:: Tasks for this exercise ::
• 1. Answer these questions using the post about "Muffin":
(a) In what month and year did the writer leave for college?
(b) How long had it been since the two last saw each other when she called?
(c) According to the note under "What Happened," who says proximity and physicality are key to getting out of auto-rejection?
• 2. Output the part of the post about "Muffin" between "I recently moved" and "out of auto-rejection)", inclusive.
• 3. Go on with the post about "Muffin" from the point where it stops.

I'll try to make this brief. Let's call my girl "Muffin" for the sake of this post.

Muffin is a girl I quasi dated from Summer - Winter of 2014 (basically we were neighbors and spent a ton of time together, couldn't get together because she was underage at the time, eventually turned 18 and we hooked up in Dec. 2014 right before I left for college in Jan 2015).

She has invested A TON emotionally into me and expended a ton of effort chasing me and I always kept in touch with her since I left for college. Due to my being older, wiser, more experienced I've always had issues dialing down my value with her (she's not very ambitious, purposeful, as secure/confident as me, etc.). I've sent her to the brink of auto-rejection like a bazzillion times in the past it seems but always managed to recover, so hopefully this is business as usual and I can learn to knock it off and stop over building my value in the future if I can salvage this.

I recently moved to a city closer by to where she lives and got a call from her last Saturday telling me she was in town and I suggested she come see me. Been 2 years since we last seen each other.

What Happened

(*NOTE: I detail our touch during this interaction as Chase says proximity/physicality are key to getting out of auto-rejection)

:: Listed entries ::
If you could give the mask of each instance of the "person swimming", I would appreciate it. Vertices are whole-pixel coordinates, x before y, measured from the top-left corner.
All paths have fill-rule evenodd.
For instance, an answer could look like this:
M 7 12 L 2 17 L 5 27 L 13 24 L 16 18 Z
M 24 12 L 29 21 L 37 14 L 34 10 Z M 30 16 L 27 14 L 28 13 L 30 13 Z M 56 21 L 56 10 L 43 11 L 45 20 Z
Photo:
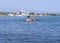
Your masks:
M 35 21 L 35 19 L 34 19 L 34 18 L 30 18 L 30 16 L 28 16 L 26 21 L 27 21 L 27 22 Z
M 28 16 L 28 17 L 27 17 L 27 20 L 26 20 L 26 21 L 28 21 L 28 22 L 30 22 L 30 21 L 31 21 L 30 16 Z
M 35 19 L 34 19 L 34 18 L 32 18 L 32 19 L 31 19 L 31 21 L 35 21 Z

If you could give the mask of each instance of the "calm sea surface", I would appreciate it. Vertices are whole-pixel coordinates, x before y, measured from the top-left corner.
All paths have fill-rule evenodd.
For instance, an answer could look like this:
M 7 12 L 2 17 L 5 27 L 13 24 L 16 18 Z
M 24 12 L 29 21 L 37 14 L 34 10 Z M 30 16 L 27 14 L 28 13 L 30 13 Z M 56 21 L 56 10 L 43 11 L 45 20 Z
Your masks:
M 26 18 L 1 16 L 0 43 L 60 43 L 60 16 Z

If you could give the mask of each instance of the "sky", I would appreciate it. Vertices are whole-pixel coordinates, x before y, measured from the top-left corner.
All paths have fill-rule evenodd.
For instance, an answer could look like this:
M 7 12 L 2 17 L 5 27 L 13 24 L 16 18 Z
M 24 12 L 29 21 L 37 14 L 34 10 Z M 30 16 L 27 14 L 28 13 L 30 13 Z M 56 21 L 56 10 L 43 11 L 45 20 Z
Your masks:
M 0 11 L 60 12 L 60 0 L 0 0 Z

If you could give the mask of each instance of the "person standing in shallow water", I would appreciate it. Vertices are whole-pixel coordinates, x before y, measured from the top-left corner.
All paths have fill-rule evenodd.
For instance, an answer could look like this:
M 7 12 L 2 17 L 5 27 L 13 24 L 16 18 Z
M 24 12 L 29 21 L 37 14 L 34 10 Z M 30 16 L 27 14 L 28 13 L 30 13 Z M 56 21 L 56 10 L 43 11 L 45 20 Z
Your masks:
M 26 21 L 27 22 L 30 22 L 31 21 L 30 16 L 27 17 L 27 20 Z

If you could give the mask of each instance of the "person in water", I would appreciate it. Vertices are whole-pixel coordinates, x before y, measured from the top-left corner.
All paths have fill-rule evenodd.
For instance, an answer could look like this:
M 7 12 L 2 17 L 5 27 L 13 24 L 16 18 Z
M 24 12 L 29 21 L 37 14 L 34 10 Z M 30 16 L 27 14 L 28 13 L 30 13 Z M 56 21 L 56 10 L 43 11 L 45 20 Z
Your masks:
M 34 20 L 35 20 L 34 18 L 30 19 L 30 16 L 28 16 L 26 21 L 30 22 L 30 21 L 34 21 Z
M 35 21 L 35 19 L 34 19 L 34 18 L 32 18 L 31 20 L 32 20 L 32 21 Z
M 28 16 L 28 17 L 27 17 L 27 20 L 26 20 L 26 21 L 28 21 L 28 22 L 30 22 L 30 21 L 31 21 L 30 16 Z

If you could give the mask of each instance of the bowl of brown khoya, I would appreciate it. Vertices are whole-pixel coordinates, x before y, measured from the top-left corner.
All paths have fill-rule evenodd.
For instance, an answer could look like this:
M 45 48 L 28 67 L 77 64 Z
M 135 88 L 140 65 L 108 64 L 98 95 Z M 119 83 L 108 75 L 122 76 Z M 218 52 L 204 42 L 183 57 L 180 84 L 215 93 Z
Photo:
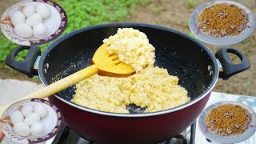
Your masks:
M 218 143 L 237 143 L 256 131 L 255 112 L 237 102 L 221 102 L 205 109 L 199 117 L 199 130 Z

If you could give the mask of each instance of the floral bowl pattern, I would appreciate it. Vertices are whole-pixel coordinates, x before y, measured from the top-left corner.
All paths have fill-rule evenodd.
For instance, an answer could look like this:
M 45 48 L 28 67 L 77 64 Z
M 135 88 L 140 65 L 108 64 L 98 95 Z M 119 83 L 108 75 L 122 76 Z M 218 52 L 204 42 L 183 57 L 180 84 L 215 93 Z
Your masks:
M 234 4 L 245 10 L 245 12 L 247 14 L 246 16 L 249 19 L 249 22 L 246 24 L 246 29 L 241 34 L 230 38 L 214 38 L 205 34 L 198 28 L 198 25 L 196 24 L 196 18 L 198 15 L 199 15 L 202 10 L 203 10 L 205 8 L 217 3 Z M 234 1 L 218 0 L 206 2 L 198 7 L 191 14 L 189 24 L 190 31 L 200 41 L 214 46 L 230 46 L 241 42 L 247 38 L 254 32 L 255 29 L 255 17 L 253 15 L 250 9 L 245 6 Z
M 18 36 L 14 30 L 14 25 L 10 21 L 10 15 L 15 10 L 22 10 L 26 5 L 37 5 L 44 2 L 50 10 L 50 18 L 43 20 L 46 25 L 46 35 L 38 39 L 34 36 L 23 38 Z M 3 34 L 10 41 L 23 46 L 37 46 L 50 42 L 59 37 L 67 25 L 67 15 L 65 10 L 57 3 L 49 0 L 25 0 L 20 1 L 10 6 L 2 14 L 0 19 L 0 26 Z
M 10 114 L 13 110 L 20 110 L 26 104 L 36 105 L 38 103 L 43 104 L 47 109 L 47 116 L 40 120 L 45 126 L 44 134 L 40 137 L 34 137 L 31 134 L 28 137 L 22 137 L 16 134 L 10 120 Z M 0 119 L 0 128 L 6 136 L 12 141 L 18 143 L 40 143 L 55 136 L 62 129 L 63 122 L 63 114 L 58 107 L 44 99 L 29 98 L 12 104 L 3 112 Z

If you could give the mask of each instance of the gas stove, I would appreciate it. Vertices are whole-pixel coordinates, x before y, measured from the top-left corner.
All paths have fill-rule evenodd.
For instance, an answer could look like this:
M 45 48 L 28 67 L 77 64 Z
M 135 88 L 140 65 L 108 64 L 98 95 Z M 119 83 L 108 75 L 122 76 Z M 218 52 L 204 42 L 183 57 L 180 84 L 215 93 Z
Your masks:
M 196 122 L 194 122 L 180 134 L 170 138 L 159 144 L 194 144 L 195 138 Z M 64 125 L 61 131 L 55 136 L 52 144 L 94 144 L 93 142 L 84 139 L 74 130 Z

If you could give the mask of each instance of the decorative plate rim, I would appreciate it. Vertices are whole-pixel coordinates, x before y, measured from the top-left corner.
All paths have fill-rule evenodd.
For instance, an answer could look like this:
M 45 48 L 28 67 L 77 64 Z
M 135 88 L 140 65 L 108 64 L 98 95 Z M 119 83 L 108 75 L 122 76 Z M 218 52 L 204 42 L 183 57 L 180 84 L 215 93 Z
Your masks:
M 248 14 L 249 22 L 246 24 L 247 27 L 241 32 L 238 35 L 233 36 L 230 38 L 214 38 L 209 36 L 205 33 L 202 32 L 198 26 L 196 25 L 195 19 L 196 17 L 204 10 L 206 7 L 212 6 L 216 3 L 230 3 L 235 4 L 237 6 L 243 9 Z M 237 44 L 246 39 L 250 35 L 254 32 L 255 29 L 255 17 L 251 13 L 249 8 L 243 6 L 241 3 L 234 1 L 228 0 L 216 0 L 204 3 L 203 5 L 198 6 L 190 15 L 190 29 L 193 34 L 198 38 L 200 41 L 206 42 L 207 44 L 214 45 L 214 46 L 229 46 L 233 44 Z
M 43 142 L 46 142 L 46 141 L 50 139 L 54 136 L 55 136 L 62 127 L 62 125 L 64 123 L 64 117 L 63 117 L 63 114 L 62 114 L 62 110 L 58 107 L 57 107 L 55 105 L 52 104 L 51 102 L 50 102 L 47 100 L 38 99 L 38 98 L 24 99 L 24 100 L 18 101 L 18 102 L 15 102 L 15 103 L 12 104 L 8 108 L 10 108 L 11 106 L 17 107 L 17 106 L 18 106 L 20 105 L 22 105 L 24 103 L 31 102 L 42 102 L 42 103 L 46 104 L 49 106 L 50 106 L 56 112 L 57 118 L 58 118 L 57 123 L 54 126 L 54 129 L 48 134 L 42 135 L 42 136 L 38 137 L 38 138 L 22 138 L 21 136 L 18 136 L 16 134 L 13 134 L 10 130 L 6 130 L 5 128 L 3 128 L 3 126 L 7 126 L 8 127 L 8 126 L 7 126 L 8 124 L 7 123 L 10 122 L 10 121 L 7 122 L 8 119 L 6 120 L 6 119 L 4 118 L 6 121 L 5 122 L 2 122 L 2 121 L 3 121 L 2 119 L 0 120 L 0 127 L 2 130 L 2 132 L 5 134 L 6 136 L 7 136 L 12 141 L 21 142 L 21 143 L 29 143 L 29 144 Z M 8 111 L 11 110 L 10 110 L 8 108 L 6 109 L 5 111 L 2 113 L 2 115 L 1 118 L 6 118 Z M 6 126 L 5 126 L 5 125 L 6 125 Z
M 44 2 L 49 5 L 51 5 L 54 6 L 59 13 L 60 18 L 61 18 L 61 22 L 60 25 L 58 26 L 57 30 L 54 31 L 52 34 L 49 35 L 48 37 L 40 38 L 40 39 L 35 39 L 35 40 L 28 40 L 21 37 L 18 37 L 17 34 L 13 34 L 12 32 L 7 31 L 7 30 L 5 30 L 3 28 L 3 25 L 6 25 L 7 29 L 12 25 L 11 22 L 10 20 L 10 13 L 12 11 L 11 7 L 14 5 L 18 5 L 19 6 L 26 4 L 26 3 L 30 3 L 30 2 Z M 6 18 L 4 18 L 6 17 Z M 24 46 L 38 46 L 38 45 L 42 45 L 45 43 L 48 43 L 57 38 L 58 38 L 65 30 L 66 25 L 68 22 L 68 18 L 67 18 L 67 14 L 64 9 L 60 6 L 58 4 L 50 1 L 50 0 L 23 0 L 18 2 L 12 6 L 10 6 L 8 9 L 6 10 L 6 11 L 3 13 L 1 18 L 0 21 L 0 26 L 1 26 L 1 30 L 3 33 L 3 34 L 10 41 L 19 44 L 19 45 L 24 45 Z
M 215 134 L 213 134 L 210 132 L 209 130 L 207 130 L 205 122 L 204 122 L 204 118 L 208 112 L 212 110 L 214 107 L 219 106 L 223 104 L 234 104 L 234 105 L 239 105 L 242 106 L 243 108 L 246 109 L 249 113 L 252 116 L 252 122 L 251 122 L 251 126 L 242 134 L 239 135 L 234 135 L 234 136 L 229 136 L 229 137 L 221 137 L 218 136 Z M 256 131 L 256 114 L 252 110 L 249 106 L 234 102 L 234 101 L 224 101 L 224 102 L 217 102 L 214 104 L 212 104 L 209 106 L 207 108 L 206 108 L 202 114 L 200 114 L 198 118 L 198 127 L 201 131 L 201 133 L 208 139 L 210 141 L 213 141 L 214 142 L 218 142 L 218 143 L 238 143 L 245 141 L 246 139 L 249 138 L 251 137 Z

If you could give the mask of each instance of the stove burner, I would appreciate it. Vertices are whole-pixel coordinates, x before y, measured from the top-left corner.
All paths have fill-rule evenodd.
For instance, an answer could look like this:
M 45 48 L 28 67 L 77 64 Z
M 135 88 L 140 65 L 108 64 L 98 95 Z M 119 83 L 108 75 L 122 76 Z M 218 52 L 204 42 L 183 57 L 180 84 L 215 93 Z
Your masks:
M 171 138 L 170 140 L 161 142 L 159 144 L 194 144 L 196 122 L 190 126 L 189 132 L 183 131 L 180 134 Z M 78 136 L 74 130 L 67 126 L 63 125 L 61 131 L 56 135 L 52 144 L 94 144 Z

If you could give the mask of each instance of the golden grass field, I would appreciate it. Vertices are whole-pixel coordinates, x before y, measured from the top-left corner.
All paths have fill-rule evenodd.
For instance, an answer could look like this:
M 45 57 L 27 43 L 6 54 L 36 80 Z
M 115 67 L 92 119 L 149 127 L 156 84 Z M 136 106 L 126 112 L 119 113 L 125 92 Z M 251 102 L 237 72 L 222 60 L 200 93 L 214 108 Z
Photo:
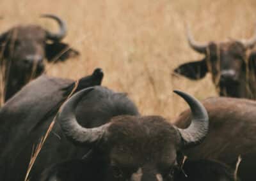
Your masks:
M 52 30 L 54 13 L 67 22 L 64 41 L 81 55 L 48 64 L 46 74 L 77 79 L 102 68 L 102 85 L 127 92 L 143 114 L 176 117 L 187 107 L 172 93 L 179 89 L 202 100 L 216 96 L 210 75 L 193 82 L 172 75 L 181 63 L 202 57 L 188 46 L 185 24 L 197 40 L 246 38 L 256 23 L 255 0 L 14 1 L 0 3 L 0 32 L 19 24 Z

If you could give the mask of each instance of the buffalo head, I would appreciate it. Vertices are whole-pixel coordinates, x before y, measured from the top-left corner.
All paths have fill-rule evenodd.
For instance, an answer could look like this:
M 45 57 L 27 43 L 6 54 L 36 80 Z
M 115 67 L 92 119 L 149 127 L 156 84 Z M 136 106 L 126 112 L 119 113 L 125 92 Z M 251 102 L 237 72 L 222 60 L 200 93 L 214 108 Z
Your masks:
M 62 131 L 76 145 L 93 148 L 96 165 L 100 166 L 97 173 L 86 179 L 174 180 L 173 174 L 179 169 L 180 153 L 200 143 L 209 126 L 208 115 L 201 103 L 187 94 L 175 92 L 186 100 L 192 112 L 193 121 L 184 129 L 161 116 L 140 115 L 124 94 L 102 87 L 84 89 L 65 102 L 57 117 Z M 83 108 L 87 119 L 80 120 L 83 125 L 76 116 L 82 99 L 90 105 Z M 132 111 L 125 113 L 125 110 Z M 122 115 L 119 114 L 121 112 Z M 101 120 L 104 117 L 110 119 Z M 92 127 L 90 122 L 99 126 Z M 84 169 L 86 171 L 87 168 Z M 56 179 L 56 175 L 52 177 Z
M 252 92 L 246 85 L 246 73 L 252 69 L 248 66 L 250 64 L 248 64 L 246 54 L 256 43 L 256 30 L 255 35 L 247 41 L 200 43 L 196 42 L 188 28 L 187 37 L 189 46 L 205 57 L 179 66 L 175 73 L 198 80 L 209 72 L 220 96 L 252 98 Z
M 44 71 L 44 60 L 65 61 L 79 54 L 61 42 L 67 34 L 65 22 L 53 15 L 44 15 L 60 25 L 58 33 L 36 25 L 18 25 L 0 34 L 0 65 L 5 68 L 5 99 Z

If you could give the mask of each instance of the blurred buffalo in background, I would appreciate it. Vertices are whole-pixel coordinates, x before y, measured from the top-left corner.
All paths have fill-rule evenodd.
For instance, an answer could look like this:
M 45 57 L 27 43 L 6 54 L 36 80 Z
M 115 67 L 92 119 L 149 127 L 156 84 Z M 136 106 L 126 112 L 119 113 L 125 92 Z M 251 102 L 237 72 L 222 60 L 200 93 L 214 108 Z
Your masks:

:: Final results ::
• 1.
(a) January 2015
(b) Two years
(c) Chase

• 2.
I recently moved to a city closer by to where she lives and got a call from her last Saturday telling me she was in town and I suggested she come see me. Been 2 years since we last seen each other.

What Happened

(*NOTE: I detail our touch during this interaction as Chase says proximity/physicality are key to getting out of auto-rejection)

• 3.
She showed up to my house with a friend. I let them in and led them to the couch. We put some music on and talk, there is some awkward silence (I was actually kinda nervous for reasons I'll explain below) but we eventually start chatting. At this point in time I touch Muffins leg here and there while I speak (a bit shy to touch aggressively, again I'll explain below), and I also touch her friends leg but give her less attention and touch her in more of a building comfort way.

Muffins friend is very pleasant and fun. Muffin herself though is very aloof, quiet, and rather cold which struck me as odd because I figured she'd be excited to see me. (Good chance she came to my house halfway in autorejection to begin with... story of my life with this girl)
I inquire a bit and she says she's tired, which I take at face value and assume she's just sleepy/grumpy. I grab some essential oil and rub it into her neck and wrists to wake her up and then do the same to her friend just to be friendly and include my girls friend in the fun.

At one point we are talking and I play with muffins hair and then put my arm around her leg but am a bit cautious to over touch her.

I cringe to admit I was stupid enough to do this but next I proceed to make many conversational Autorejection inducing mistakes in the form of A) over teasing Muffin, B) bluntly stating I don't like X song she suggested, C) made fun of a girl with daddy issues (Muffin has daddy issues) D) indirectly stating high value things about myself. I feel as if I'm auto-rejecting her a bit and stiff arming her to protect my own ego (again for reasons I will denote below).

Muffin retreats into her shell more and auto-rejects. I continue to misread the situation thinking she's in on my shenanigans with me but is just tired/grumpy.

There were a few good moments where we exchanged some fun eye contact and energy and a few times I made her laugh. We'll say 50% dialing up my value too high and 50% good vibes.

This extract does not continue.